ACTION ITEM => Can you continue the piece on the future of Fannie Mae and Freddie Mac from where it stops?

EXCERPT TO READ =>
##########
Don Layton, the Senior Visiting Fellow at the NYU Furman Center and the former CEO of Freddie Mac, has penned a new opinion piece for The Hill on what the future might hold for the two government-sponsored enterprises (GSEs) Fannie Mae and Freddie Mac.
According to Layton, the question “what should we do with Fannie Mae and Freddie Mac?” has been a constant question since the GSE’s came under the Federal Housing Finance Agency control after losing consumer confidence in 2008.
But even though they now fall under government control, the two companies remain the largest sources of mortgage credit, financing over 50% of the total of outstanding mortgages, valued at $12 trillion.
It was the position of the Obama Administration to wind the GSEs down and replace them with something new which wasn’t tainted by its old name, and that position was held to the end of the administration.
“It reflected that post-mortem analysis of the Great Recession showed how flawed the government-sponsored enterprise business model had become,” Layton said. “Fannie Mae and Freddie Mac went well beyond their congressionally-granted mission in order to pursue extra profit, took too much risk, benefitted heavily from a subsidy that officially did not exist, and had top executives focused too much on lobbying to protect subsidies and avoid robust regulation. It took nearly $200 billion of taxpayer money to bail them out.”
While both sides of the political spectrum came to a general agreement that the GSEs should be replaced, the big question was with what would they be replaced with. Many ideas were thrown around by lawmakers, government officials, and think tanks, but no proposal ever got anywhere close to being a solution; these efforts were also hindered by a constant stream of new information further revealing fatal flaws in the companies.
“It turns out that the core of the GSE business model—which protects the availability of the 30-year fixed-rate mortgage for the typical American homeowner—was really quite effective within the complex system of U.S. housing finance and unexpectedly hard to replace,” said Layton.
In response, the government has been directing the GSEs to implement major internal reforms to fix their business model to improve operations.
##########
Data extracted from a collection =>
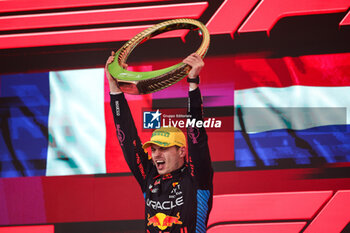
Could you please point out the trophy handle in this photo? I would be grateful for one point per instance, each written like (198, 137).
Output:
(152, 81)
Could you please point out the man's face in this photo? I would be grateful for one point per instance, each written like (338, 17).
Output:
(167, 159)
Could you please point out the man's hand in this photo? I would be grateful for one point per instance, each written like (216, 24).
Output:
(113, 84)
(196, 62)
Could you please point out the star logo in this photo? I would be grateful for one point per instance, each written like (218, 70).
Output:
(151, 120)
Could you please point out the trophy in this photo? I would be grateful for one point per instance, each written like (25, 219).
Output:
(147, 82)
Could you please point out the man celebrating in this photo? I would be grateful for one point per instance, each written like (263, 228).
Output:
(177, 190)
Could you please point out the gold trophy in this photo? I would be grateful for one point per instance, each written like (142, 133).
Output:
(147, 82)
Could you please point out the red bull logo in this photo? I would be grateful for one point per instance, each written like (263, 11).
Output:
(163, 221)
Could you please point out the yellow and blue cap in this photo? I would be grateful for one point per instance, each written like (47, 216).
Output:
(167, 137)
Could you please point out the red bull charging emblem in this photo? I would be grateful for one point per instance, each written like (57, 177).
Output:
(162, 221)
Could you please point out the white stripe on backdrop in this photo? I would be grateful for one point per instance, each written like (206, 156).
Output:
(77, 132)
(295, 107)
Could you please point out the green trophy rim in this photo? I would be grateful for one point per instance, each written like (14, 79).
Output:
(147, 82)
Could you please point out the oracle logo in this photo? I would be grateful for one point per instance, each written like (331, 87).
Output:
(34, 28)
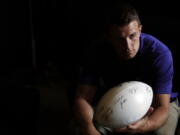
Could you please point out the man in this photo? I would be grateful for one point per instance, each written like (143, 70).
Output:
(126, 54)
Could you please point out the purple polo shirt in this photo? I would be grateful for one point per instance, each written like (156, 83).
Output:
(153, 65)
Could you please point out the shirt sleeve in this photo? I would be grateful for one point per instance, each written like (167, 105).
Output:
(163, 69)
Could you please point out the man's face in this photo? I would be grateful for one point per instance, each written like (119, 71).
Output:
(126, 39)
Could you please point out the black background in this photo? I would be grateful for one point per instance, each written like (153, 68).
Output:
(44, 35)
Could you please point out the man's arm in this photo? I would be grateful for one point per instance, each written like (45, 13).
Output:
(160, 113)
(83, 110)
(153, 121)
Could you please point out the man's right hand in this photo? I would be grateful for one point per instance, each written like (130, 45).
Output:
(90, 131)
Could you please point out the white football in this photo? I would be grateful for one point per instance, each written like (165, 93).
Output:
(124, 104)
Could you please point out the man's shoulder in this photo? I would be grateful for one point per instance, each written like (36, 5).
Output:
(152, 44)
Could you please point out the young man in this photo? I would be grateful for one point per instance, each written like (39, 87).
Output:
(126, 54)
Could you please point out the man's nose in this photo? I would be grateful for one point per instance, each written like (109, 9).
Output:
(128, 44)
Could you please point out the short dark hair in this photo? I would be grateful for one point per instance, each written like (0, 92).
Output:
(122, 15)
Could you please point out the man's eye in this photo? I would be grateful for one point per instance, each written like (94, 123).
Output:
(132, 36)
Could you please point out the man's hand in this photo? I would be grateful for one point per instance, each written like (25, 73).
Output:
(136, 127)
(90, 131)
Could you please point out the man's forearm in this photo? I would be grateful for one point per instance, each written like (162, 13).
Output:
(156, 119)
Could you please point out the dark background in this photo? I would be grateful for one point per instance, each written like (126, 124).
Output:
(46, 39)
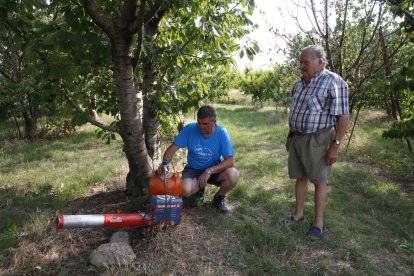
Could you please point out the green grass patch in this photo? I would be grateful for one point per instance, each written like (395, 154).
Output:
(38, 178)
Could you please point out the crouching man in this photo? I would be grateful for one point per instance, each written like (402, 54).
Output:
(210, 158)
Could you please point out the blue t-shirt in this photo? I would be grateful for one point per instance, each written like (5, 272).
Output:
(204, 152)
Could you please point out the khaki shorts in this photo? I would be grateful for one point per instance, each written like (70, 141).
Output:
(307, 156)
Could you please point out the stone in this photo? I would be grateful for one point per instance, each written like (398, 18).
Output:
(109, 254)
(120, 237)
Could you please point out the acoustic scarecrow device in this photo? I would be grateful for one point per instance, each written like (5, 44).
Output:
(165, 208)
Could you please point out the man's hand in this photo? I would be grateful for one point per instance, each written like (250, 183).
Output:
(332, 154)
(202, 180)
(163, 168)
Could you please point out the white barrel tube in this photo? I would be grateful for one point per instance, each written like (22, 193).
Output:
(80, 221)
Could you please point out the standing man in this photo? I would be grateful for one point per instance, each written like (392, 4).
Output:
(319, 102)
(209, 158)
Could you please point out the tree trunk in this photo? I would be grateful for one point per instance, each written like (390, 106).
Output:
(30, 125)
(132, 131)
(150, 96)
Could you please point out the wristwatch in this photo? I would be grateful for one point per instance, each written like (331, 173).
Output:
(336, 142)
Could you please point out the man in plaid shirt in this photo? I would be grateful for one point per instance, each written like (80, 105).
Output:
(318, 121)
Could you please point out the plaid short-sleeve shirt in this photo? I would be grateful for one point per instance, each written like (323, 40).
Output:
(316, 105)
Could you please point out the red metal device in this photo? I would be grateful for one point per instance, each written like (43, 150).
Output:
(165, 202)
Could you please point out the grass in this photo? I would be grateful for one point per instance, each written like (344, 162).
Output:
(39, 178)
(369, 214)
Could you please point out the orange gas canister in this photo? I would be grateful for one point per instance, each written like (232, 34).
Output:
(166, 184)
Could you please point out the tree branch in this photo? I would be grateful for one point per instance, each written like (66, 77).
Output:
(100, 17)
(91, 120)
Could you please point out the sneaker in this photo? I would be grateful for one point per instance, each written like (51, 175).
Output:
(218, 203)
(200, 194)
(290, 220)
(315, 233)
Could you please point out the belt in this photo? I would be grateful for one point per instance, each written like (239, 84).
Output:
(297, 133)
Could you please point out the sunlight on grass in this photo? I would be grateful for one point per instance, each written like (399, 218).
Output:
(39, 177)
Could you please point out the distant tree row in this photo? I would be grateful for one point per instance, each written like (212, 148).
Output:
(367, 44)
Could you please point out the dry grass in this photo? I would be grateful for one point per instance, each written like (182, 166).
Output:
(188, 249)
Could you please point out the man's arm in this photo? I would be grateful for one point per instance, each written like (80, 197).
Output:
(227, 162)
(342, 126)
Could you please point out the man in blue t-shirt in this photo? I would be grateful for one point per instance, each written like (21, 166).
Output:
(210, 157)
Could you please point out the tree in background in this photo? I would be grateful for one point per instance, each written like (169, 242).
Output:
(269, 85)
(24, 91)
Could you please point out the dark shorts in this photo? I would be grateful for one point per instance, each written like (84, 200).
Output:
(193, 173)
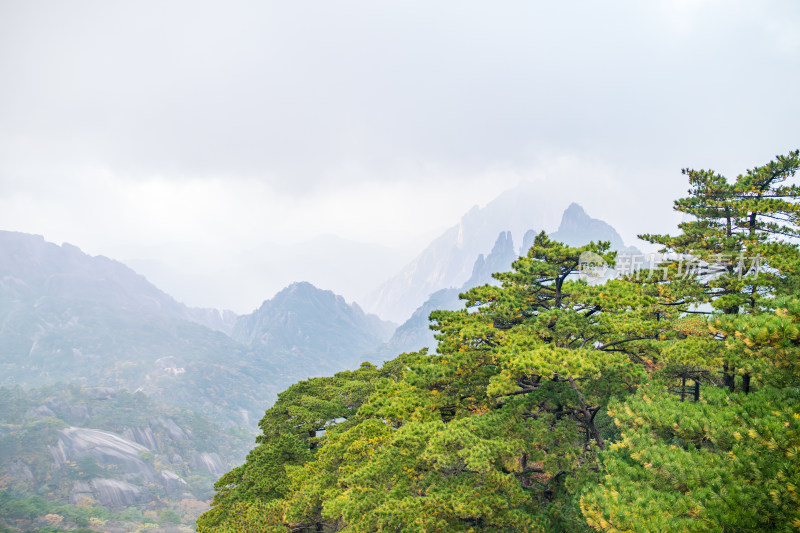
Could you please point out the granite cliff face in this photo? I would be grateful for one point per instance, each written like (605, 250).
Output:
(415, 332)
(112, 448)
(313, 331)
(576, 229)
(449, 260)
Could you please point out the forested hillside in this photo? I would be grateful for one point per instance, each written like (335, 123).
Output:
(665, 400)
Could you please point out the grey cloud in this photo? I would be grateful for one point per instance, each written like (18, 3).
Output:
(300, 93)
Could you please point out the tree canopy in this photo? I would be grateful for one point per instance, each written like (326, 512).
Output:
(658, 401)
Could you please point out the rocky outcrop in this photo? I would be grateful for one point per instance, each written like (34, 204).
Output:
(112, 493)
(106, 449)
(448, 261)
(318, 331)
(577, 228)
(209, 461)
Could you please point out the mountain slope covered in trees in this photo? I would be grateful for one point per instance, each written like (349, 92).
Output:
(664, 401)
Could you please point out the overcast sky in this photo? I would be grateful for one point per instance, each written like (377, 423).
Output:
(134, 126)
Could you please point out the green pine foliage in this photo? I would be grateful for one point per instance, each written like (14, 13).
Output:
##########
RESPONSE TO THIS TASK =>
“For example, risk was cut dramatically by reducing the GSEs’ outsized investment portfolios and selling mortgage credit risk to institutional investors,” Layton said. “Newly-installed management focused not on lobbying but on quality customer service, improved technology, and proper safety and soundness. The GSEs led the way in treating troubled borrowers better through updated modification options and a natural disaster forbearance program. And all this was done within a strengthened regulatory envelope of safety and soundness.”
All of these changes seem to have worked: the latest official stress test revealed the GSEs would lose about $5 billion in a “severely adverse” economic downturn—down from $196 billion of loss they scored in their first stress test in 2013.
Even yet, the improved technology offered to the GSEs paid off in spades during the pandemic, as they were able to handle a three-fold increase in volume without missing a step, as employees worked remotely to stay within Covid-19 protocols.
“With the passage of time, the question of what to do with the two GSEs has, therefore, been answered: keep them in place, but with today’s reformed business model, which includes formalizing the existing utility-style price regulation to protect borrowers from being overcharged,” Layton said. “This general approach first publicly emerged about 2017 and has gained traction since, including because it has little risk of disrupting housing and mortgage markets. Realistically, there is simply no other approach broadly considered workable, other than keeping them under ‘temporary’ government control forever.”
“The shorthand for this approach is reform, recapitalize and release,” Layton continued. “The reforms are substantively already in place, and recapitalization began in 2019 when the GSEs were permitted to retain their earnings, which has so far grown their combined net worth up to $90 billion.”
“To make progress toward release, the Biden administration does not first need to develop a comprehensive plan; it just needs to take a few well-chosen steps. My suggestions would include revising the GSE regulatory capital requirement to more accurately reflect risk and setting the long-awaited fee to be paid by the GSEs to the Treasury for ongoing taxpayer support. Ideally, Treasury and the FHFA would also jointly begin planning further steps in what will be a complicated, multi-year process likely to take a minimum of 5 years.”
Concluding his piece, Layton said any action taken will likely face criticism from both sides of the political spectrum.
“It really is time, after more than 14 years, to stop kicking this can down the road.”